### Exercise aim
Could you return each entry below exactly as written, minus any pictures?

*** Begin section ***

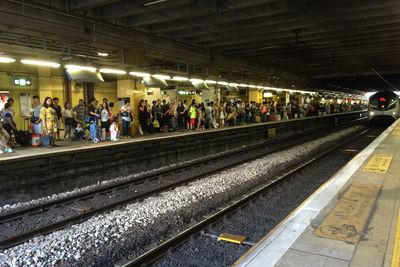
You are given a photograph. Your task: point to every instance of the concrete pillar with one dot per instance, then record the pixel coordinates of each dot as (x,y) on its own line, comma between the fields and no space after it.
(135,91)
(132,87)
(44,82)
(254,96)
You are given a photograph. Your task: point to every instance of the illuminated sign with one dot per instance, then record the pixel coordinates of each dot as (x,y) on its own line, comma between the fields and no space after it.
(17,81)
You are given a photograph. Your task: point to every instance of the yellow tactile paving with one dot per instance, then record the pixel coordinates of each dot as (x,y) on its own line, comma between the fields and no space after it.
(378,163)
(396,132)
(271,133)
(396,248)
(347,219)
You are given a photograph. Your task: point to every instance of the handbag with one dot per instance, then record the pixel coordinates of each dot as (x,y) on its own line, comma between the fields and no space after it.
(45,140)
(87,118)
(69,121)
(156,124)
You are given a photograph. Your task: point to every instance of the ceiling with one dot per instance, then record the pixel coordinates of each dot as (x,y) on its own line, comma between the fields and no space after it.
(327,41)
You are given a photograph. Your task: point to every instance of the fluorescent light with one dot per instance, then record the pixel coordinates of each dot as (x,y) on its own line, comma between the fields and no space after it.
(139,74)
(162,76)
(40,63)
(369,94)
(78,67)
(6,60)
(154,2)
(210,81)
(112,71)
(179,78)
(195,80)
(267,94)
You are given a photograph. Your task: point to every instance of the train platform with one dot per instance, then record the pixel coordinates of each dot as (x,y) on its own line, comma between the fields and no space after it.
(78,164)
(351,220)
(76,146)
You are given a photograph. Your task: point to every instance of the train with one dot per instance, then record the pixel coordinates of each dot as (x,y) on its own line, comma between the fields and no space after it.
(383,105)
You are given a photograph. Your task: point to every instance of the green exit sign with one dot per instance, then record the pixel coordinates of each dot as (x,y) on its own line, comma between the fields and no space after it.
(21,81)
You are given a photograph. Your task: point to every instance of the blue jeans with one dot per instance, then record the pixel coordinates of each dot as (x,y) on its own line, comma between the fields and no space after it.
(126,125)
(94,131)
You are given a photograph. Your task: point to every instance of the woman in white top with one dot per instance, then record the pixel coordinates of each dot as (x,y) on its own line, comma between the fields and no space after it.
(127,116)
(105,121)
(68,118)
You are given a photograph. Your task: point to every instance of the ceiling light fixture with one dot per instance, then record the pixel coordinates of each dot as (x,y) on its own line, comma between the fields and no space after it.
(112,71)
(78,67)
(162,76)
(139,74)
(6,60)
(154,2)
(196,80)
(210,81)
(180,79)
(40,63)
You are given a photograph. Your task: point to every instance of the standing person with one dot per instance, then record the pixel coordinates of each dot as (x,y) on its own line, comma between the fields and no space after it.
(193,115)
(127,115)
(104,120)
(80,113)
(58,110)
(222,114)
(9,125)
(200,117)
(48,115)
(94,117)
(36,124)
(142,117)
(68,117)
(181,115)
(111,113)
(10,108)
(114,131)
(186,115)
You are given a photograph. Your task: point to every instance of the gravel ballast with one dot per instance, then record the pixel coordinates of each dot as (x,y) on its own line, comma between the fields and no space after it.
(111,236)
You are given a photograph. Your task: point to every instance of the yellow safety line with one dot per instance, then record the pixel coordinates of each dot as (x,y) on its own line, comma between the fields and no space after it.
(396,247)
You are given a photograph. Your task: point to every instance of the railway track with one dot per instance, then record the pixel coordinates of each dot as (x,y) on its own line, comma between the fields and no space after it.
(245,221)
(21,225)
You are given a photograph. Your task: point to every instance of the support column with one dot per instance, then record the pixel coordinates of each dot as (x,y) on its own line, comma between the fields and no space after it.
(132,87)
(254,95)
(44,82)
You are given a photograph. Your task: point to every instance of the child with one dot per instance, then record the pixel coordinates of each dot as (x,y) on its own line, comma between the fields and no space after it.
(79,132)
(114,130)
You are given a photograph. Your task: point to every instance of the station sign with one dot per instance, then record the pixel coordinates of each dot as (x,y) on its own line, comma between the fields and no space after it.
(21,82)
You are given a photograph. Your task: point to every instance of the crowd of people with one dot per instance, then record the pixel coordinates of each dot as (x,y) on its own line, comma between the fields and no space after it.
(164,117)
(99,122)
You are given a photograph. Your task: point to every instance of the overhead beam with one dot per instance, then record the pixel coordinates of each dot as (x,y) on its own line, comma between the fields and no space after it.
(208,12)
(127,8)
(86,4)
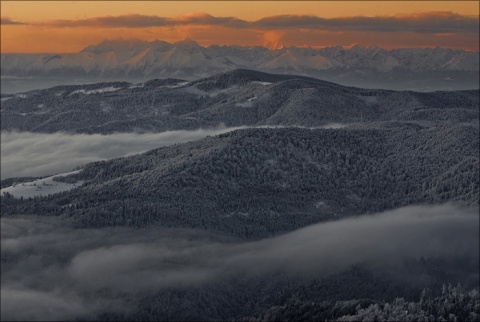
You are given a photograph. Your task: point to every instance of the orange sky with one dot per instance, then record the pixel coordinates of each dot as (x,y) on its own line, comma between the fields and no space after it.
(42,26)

*** End section ***

### Result for this exercise
You are given a photograph. Your task: point to every instance of the concrete pillar with one dot per instance, then record the pixel coordinates of each dot as (x,y) on its own line, comma between the fields and no space after it.
(135,91)
(132,87)
(44,82)
(254,96)
You are given a photograph. Your task: point to every instance of the illuminated sign with one dot per instance, then record the pixel coordinates of each dot as (x,y) on its own line, comma between the fields and no space after it.
(17,81)
You are given a photograph. Your task: point to every instance of the yellow tactile paving with one dot per instance, then record the pixel coordinates of each dot as (x,y) on its own line, comma between the fields and no space after it.
(378,163)
(396,132)
(271,133)
(396,248)
(347,219)
You are given a photograph. Your task: point to every instance of the handbag with one dot per instance, then record the pixel coordinates of each dot as (x,y) on its own line, comma between the fields and no space after it.
(45,140)
(87,118)
(69,121)
(156,124)
You are given a photograph. Your task: point to every instance of the ceiling with one dot per instance, then record the pixel coordinates of each dot as (x,y) on its own line, comma between the fields and no space after it.
(327,41)
You are given a photograph. Your task: point to every instance of the fluorescent light with one dot per instance, then record the pixel coordinates of each dot as (x,y) on its own line, comma between the fields and no space after it.
(139,74)
(162,76)
(40,63)
(369,94)
(78,67)
(6,60)
(154,2)
(210,81)
(112,71)
(179,78)
(195,80)
(267,94)
You are given a photograph. Your task: point to every instance of the train platform with one dot per instance, then record the pixel coordinates of each dot as (x,y) on its own line, comma between the fields and no space after it.
(78,164)
(351,220)
(76,146)
You are given a photograph. Your task: point to every instance of the train with one dot per instance, then record the pixel coordinates of each dot as (x,y) on its own line, comma between the fields and no space after it.
(383,105)
You are given a photograph. Your task: point to every instance of the green exit sign with one dot per instance, then record the pixel coordinates of each dot as (x,y) on its own line, comma between the fields and no space after it.
(21,81)
You are given a photograph. Your task: point to every instance of the blue jeans with one dot per instance, then record the pixel coordinates of each dot as (x,y) on its own line, comma between the fields and no space after it.
(126,125)
(94,131)
You are given a photograph. Your task: point to every instance of the woman in white top with one dot per instance, then record the pixel coordinates of each dot as (x,y) on its own line, comma between the fields and no space after it.
(127,116)
(105,121)
(68,118)
You are given a photograph. Your task: point to every instance of the ceiling light fixture with one dot per instance, then record the pixel coordinates of each dot as (x,y) on its own line, comma between the fields and no space after it.
(112,71)
(78,67)
(162,76)
(139,74)
(6,60)
(154,2)
(196,80)
(210,81)
(180,79)
(40,63)
You are given a photograph. Your task: point to every instance of the standing person with one dot per instance, then record the pixel coordinates of each dot as (x,y) on its own line, comma between the fields and no space after it.
(193,115)
(127,115)
(104,120)
(80,113)
(58,110)
(222,114)
(9,125)
(200,117)
(48,115)
(94,117)
(36,124)
(142,117)
(68,117)
(181,115)
(111,113)
(10,108)
(114,131)
(186,115)
You are given a photograph. Your task: point to every instance of the gravel ballast with one dot per instance, then record the pixel coordinates of each dot as (x,y) on its own line, comma between the fields and no space after it.
(111,236)
You are given a photograph. Your task: point to every instance of the yellow safety line with one dot per instance, then record the pixel coordinates of each dot as (x,y) on its own line, comma between the fields and no space after it.
(396,247)
You are given a photograph. Your task: point to every instance of the railway track with one dot per instance, then record the pixel coordinates of each dot as (x,y) on its own line, comma between the fields and no space after it.
(245,221)
(21,225)
You are given a photograph. Your task: point to every instance of the support column with one dot per instance, then record the pixel coordinates of each dot as (x,y) on its own line, comma between the fields and no space after it.
(132,87)
(254,95)
(44,82)
You are given a photograph. Your task: point to every instance of the child with one dot per instance, then record the pixel coordinates of each dot as (x,y) on its own line, comma between the fields and no space after it.
(79,132)
(114,130)
You are given a photograph. Your task: point to every instance of the station sign with one dot per instance, then record the pixel coordinates of each dot as (x,y) on its own line, comma between the fields and no space after it.
(21,82)
You are given a photograph. Your task: point to every instance of the crowd of people with one dot per instance, then record the pixel coordinates of each dot as (x,y) on its own line, comma between the fields and no space after it.
(164,117)
(99,122)
You are given a photograph. Your task: point to every instance of the overhead beam with one dot per instance, then record the pixel coordinates of each dot as (x,y) on its own line, comma between the fields and no space after it.
(208,12)
(127,8)
(86,4)
You are given a photograph. Your task: point to every instance of the orange sky with one dot per instance, then record the pixel coordinates of each dot as (x,y) on its own line, comma between the fields and no space after it.
(42,26)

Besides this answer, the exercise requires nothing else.